**What is needed:** In the records below, which lines include "Query"? Copy them.

**The data:**
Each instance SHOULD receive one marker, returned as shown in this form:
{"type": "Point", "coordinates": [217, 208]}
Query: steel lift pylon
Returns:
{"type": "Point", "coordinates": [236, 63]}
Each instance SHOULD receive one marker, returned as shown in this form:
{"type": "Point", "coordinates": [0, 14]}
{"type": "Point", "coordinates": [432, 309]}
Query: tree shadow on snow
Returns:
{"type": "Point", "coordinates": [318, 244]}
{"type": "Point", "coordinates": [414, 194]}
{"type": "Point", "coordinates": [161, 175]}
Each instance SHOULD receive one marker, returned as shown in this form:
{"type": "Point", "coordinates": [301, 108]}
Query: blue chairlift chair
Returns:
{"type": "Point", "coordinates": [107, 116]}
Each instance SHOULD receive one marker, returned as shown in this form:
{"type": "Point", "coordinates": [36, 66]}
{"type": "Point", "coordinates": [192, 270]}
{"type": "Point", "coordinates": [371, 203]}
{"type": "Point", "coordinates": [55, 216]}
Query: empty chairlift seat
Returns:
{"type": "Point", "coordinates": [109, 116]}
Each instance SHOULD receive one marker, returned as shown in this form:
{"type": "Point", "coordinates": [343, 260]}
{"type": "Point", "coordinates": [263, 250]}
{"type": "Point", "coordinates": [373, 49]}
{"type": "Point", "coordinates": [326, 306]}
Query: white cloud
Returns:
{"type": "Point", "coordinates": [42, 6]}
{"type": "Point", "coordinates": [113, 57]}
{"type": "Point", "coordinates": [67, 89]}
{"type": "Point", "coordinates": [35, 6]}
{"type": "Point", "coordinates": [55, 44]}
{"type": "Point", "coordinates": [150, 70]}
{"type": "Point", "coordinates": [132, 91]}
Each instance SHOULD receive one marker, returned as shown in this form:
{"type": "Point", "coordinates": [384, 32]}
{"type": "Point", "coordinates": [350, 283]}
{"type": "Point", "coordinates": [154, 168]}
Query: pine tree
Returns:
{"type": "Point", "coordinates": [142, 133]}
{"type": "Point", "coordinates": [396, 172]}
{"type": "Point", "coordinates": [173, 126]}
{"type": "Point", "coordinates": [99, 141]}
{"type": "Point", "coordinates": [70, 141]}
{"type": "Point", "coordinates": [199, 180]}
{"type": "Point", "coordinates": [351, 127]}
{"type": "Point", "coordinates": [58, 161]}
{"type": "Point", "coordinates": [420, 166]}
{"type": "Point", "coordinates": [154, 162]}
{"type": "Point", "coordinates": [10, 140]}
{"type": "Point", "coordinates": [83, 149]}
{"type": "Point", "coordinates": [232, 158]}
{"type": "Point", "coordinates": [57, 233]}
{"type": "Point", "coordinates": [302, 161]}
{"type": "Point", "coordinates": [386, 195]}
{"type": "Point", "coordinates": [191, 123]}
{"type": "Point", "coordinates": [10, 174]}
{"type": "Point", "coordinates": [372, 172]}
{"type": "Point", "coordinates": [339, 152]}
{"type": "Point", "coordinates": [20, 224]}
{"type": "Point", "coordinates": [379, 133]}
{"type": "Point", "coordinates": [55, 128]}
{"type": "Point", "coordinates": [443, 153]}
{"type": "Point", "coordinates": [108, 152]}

**Exercise answer:**
Query: steel lift pylon
Query: tree shadow on snow
Query: blue chairlift chair
Query: empty chairlift seat
Query: white cloud
Query: pine tree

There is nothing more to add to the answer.